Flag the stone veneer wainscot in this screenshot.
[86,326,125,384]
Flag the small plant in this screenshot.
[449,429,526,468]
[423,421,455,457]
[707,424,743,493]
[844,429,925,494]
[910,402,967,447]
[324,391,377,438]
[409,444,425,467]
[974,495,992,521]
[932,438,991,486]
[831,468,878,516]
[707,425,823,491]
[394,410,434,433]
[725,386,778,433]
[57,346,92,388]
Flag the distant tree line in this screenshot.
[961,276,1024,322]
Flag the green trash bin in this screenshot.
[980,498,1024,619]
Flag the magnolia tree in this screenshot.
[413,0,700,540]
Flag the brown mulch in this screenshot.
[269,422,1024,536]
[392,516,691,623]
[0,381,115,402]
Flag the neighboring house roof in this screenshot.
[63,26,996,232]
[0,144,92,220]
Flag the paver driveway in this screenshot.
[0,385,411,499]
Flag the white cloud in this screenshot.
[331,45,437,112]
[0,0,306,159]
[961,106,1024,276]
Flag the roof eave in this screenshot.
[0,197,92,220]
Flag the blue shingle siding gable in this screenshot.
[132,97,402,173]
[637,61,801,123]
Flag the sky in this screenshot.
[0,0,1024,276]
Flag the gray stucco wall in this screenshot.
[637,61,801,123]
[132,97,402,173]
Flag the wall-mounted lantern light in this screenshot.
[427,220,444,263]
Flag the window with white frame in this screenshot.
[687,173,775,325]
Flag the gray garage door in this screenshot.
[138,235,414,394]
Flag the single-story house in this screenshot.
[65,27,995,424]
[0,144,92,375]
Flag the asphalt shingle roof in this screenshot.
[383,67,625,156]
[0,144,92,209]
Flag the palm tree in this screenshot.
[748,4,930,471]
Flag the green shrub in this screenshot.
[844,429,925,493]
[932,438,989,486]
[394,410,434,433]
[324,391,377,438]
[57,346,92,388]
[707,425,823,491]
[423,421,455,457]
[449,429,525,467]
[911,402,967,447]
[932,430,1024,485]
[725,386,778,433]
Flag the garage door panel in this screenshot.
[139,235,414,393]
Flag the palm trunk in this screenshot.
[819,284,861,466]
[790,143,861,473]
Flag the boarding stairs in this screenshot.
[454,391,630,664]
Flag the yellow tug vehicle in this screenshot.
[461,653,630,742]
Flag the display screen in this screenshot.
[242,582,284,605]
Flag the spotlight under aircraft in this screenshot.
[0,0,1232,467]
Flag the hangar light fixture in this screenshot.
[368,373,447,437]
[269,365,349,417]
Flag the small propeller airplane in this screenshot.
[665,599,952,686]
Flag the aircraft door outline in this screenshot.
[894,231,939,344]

-=-=-

◆ Work to be completed: Rewrite all of the items above with every "Flag" changed to "Outline" and nothing else altered.

◆ Reply:
Outline the stone veneer wainscot in this screenshot.
[86,326,125,384]
Outline the small plant in this screenshot.
[449,429,526,468]
[423,421,455,457]
[707,424,743,493]
[844,429,925,494]
[910,402,967,447]
[324,391,377,438]
[409,444,425,467]
[974,495,992,521]
[932,438,991,486]
[831,468,878,516]
[707,425,823,491]
[394,410,434,433]
[725,386,778,433]
[57,346,92,388]
Outline the distant tree line in this screenshot.
[961,276,1024,322]
Outline the green trash bin in this screenshot.
[980,498,1024,619]
Outline the magnolia tree in this screenshot.
[413,0,700,540]
Outline the brown mulch in this screenshot.
[269,422,1024,536]
[392,516,691,623]
[0,381,115,402]
Outline the neighboring house roof in this screenshot.
[63,26,996,232]
[0,144,92,220]
Outline the paver driveway in this screenshot.
[0,385,411,499]
Outline the white cloud in this screenshot.
[331,45,437,112]
[0,0,306,159]
[961,106,1024,276]
Outline the roof eave in this screenshot.
[0,197,92,220]
Outline the blue shingle siding gable in this screenshot.
[132,97,402,173]
[637,61,801,123]
Outline the sky in this screenshot.
[0,0,1024,276]
Outline the gray stucco wall in this screenshot.
[637,61,801,123]
[132,97,402,173]
Outline the wall-mounted lantern light in this screenshot.
[427,220,444,263]
Outline the window with white frame in this screenshot.
[687,173,775,325]
Outline the gray garage door in this screenshot.
[138,235,414,394]
Outline the single-story house in this screenshot.
[65,27,995,424]
[0,144,92,375]
Outline the asphalt shingle roof in this screenshot.
[383,67,625,156]
[0,144,92,209]
Outline the palm tree in this screenshot.
[748,4,930,471]
Outline the green shrub in this screenshot.
[844,429,925,493]
[932,438,989,486]
[394,410,434,433]
[324,391,377,438]
[57,346,92,388]
[707,425,823,491]
[423,421,455,457]
[449,429,525,467]
[911,402,967,447]
[932,430,1024,485]
[725,386,778,433]
Outline the garage door panel in this screenshot.
[139,235,414,393]
Outline the palm trunk in this screenshot.
[819,284,861,466]
[790,143,861,473]
Outline the boarding stairs in this screenshot.
[454,391,630,664]
Outline the yellow tug vehicle in this screenshot.
[461,653,630,742]
Outline the display screen in this screenshot.
[242,582,284,605]
Outline the spotlight under aircraft in this screenshot.
[0,0,1232,467]
Outline the hangar light fixture in this screenshot.
[368,373,447,437]
[269,365,349,417]
Outline the small propeller airplane in this screenshot.
[665,599,952,686]
Outline the aircraft door outline in this screenshot.
[894,231,939,344]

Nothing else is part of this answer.